## Texto do documento
________

Ao se formar em Jornalismo, ela teve a oportunidade de passar alguns dias a mais em Salvador. Isso porque ganhou, de presente de formatura, uma viagem para a cidade e pôde ir sozinha pela primeira vez. Na época, a cineasta estagiava no caderno de Cultura do jornal 'O Sul', porém, seu contrato logo terminaria. Foi quando Camila decidiu avisar os familiares que ficaria na capital da Bahia e faria sua vida por lá. 

Há 12 anos na capital, a jornalista constituiu toda a vida e carreira na cidade. Há um ano, Camila é noiva do também cineasta baiano Uilton Oliveira que, hoje, reside no Rio de Janeiro. O casal se conheceu em um festival nacional de cinema negro e devido a alguns contatos de amigos em comum. O início do namoro se deu a partir de conversas, quando ele estava gravando um filme próximo da casa de Camila.

Agitada 

Sempre em viagem, envolvida em diversos projetos, a jornalista tem uma rotina agitada e não se vê com tempo para pensar no futuro, como, por exemplo, ter filhos. Por enquanto, a herdeira é a cachorra Namíbia, a labradora que, há nove anos na família, já está acostumada com o dia a dia movimentado da mãe humana. No entanto, quando está em casa, além de dar toda a atenção para a sua companheira, Camila aproveita o litoral de Salvador para se purificar. "Eu amo a praia e realizar caminhadas na beira, mas com a pandemia, acabei diminuindo", lamenta. 

Em seu cotidiano, a cineasta inclui uma agenda cheia de projetos cinematográficos, oficinas, palestras e curadorias. Apesar de ter tentado a profissão de professora, Camila só se vê dando aula se esta fizer parte de um projeto social, fora do convencional, que consiga conciliar com naturalidade os compromissos pessoais. O segmento cultural é o que realmente a faz sentir prazer em criar novas propostas de trabalho. Relatar histórias e vivenciar as diversas culturas são a missão principal da profissional, que é inquieta por novidades.   

O perfeccionismo e a teimosia são os adjetivos que considera apropriados para ela própria. "Eu também sou uma pessoa bastante teimosa. Até me mostrarem o contrário, sigo com a minha convicção", confessa. Apesar disso, Camila está sempre na tentativa de dar o máximo em tudo que faz. Suas obras são intensas e de muitas pesquisas e qualidade técnica apurada, que mostram uma personalidade definida, bem como o modo forte e sensível de dirigir.

________

## Dados de origem

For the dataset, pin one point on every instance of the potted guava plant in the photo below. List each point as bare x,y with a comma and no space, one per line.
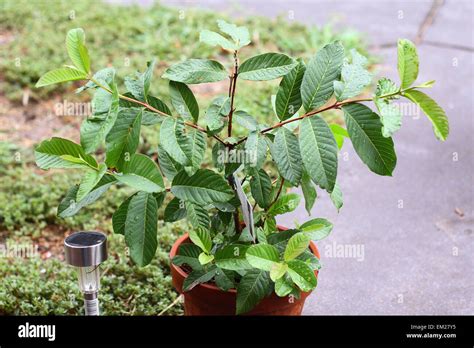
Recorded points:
234,259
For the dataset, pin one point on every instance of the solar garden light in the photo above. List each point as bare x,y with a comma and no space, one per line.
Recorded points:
86,251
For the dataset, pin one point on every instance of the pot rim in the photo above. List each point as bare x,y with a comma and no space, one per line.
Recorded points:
184,237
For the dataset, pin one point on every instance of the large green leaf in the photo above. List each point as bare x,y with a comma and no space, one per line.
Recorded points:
141,228
407,62
202,238
354,77
183,100
139,85
204,187
62,153
95,129
240,35
262,256
120,216
284,204
365,131
215,39
433,111
69,205
286,154
216,114
168,166
267,66
122,140
76,49
319,151
322,70
175,141
302,275
316,229
142,174
261,188
60,75
253,287
309,191
197,215
296,245
232,257
90,180
288,98
194,71
256,150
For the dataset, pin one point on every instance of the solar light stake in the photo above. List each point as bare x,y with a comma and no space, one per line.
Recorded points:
86,251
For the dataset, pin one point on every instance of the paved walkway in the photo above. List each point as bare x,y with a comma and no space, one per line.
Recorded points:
417,251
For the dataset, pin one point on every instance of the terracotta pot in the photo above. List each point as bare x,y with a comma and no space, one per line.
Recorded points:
208,299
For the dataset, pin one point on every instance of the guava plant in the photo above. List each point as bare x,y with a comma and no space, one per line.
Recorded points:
249,175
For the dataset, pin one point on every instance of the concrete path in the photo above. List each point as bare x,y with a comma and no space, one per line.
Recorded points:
408,250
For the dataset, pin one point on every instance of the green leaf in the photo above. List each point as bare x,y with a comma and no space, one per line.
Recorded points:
122,140
215,39
261,188
224,280
365,130
407,62
288,98
201,238
232,257
284,204
256,149
309,192
322,70
95,129
141,228
175,141
175,210
286,154
253,287
245,120
216,114
168,166
278,270
319,151
267,66
195,71
60,75
296,245
183,100
283,286
90,180
62,153
120,216
240,35
69,206
204,187
188,254
76,49
139,85
302,275
262,256
316,229
336,197
197,215
198,277
204,258
354,78
339,134
433,111
142,174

________

## Complete o seguinte
**A)** Reescreva o trecho do texto sobre a cineasta Camila que vai de "Em seu cotidiano, a" até "inquieta por novidades.", substituindo "oficinas" por "cursos".
**B)** Segundo o texto sobre a cineasta Camila, por que ela pôde passar alguns dias a mais em Salvador ao se formar em Jornalismo?
As linhas foram retiradas de outra fonte.

## Respostas às tarefas
**A)**
Em seu cotidiano, a cineasta inclui uma agenda cheia de projetos cinematográficos, cursos, palestras e curadorias. Apesar de ter tentado a profissão de professora, Camila só se vê dando aula se esta fizer parte de um projeto social, fora do convencional, que consiga conciliar com naturalidade os compromissos pessoais. O segmento cultural é o que realmente a faz sentir prazer em criar novas propostas de trabalho. Relatar histórias e vivenciar as diversas culturas são a missão principal da profissional, que é inquieta por novidades.

**B)** Ela ganhou de presente de formatura uma viagem para a cidade. Assim, pôde ir sozinha pela primeira vez.